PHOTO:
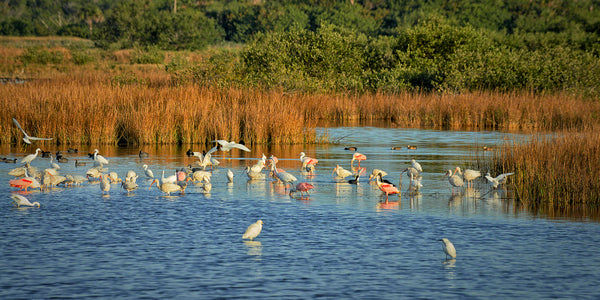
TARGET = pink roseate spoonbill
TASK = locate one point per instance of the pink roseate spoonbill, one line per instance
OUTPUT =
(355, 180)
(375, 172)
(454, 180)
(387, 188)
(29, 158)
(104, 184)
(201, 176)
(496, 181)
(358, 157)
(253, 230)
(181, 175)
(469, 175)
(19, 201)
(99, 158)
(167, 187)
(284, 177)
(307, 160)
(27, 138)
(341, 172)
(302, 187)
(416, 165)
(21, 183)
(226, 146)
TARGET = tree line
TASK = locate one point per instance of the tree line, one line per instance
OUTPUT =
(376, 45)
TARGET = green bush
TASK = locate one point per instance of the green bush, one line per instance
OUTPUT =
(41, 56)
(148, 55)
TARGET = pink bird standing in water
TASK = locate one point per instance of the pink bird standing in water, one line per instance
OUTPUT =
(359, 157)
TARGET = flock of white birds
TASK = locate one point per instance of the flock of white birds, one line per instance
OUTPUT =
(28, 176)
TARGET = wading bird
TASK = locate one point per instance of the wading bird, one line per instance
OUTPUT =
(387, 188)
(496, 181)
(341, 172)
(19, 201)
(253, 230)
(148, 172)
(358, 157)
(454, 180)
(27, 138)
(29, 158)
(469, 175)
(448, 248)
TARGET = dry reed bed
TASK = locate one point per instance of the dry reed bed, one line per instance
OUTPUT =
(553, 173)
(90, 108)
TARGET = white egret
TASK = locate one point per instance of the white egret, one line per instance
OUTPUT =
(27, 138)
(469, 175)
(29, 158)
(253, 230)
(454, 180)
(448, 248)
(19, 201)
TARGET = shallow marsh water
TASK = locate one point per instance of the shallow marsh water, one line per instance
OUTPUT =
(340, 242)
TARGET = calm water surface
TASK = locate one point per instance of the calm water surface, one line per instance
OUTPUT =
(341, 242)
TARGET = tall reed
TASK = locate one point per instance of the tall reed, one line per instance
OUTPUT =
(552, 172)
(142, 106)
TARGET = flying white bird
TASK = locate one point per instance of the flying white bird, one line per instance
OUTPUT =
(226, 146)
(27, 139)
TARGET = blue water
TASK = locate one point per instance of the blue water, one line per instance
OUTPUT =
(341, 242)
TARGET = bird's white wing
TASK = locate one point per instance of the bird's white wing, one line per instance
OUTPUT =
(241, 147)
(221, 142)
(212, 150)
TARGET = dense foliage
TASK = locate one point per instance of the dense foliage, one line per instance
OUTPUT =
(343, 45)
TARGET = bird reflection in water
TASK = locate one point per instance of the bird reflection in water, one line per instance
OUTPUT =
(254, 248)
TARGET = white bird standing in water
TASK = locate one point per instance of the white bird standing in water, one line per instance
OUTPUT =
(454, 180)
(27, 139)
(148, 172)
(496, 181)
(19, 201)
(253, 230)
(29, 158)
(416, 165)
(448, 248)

------------------------------

▸ **Task requirements**
Can you reproduce every line from the one containing "TARGET = flying white bird" down through the end of the rows, both ends included and the requests kept unchanged, with each point coordinate in the answers multiplied by 1.25 and rounded to a whole number, halves rounding up?

▸ **Answer for the task**
TARGET = flying white bird
TASK = locate one point per instance of the flying white bird, one line per instance
OUTPUT =
(283, 183)
(34, 174)
TARGET = blue water
TASK = locate one point per instance of the blue water, one line per instance
OUTPUT =
(426, 303)
TARGET = bird's white wing
TASK = locate one point per instance of the bird's white wing, one line per instance
OUTPUT =
(301, 184)
(276, 178)
(265, 188)
TARGET = dense foliage
TASK = locate one point per instance of the dense foliage, one line per instance
OUTPUT =
(429, 56)
TARGET = bird reflection in water
TASK = locate one point per instance of the bird reflection in water, one line per instance
OUTPUT =
(318, 310)
TARGET = white bird standing in water
TASK = locate one point per instance of the white bird standing in water, one line per instance
OUTPUT =
(568, 225)
(34, 174)
(185, 215)
(620, 226)
(24, 251)
(316, 288)
(36, 198)
(520, 206)
(560, 310)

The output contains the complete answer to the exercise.